*Challenge*. Return, unchanged, the stretch of the records below from the line containing "Note to the class: point at the concrete wall" through the line containing "<point>205,518</point>".

*Data shown*.
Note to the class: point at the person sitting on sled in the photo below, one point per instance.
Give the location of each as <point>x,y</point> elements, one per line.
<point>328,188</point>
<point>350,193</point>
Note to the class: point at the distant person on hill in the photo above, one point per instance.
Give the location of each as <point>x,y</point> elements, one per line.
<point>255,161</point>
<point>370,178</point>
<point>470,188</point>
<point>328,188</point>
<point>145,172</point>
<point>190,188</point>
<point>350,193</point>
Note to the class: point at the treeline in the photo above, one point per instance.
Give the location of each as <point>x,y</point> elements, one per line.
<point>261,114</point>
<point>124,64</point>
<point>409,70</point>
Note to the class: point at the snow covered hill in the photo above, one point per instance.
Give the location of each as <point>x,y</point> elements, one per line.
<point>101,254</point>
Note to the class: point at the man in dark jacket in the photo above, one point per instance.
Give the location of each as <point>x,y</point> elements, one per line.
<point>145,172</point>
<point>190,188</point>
...
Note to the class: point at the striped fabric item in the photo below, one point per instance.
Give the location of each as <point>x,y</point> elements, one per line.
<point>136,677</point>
...
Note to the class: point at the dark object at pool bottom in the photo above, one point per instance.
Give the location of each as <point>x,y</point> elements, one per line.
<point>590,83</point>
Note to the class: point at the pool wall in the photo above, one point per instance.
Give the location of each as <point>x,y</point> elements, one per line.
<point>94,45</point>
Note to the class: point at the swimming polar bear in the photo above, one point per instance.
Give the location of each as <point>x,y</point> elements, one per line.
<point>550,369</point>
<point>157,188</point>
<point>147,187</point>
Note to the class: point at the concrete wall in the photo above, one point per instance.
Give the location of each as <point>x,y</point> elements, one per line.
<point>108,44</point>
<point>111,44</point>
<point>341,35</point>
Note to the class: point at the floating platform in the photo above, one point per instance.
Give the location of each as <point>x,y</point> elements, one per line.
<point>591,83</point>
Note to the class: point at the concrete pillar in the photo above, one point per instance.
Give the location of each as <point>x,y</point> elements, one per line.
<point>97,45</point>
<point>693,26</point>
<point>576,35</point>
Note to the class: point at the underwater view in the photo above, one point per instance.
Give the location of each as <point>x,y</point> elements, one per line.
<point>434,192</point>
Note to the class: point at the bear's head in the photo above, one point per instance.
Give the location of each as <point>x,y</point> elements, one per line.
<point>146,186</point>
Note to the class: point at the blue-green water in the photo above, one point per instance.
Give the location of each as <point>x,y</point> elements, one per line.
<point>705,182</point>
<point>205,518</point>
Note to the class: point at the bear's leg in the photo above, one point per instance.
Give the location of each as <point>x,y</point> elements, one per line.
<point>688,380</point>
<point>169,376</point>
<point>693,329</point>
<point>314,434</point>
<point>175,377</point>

*Answer*.
Note to the class: point at the concrete wall in the photo above, one point per instance.
Give the location of each as <point>x,y</point> elements, one per line.
<point>108,44</point>
<point>111,44</point>
<point>341,35</point>
Note to the class: point at the floating platform in the photo above, one point per instance.
Give the location of each as <point>x,y</point> elements, one per line.
<point>591,83</point>
Note to the class: point at the concrete pillar in the photo above, one point per instance.
Give the location of each as <point>x,y</point> elements, one per line.
<point>97,45</point>
<point>693,26</point>
<point>576,35</point>
Note to the class: point at the underwater view in the photo above, one point per instance.
Give the location of each as <point>x,y</point> elements, one per line.
<point>434,192</point>
Note to the class: point at the bear's head in the photo above, one point per instance.
Give the location of each as <point>x,y</point> elements, one per line.
<point>146,186</point>
Note to the class: point at the blue-green water in the photo above, one point per instance.
Give the location of each as <point>x,y</point> elements, one per line.
<point>705,182</point>
<point>205,518</point>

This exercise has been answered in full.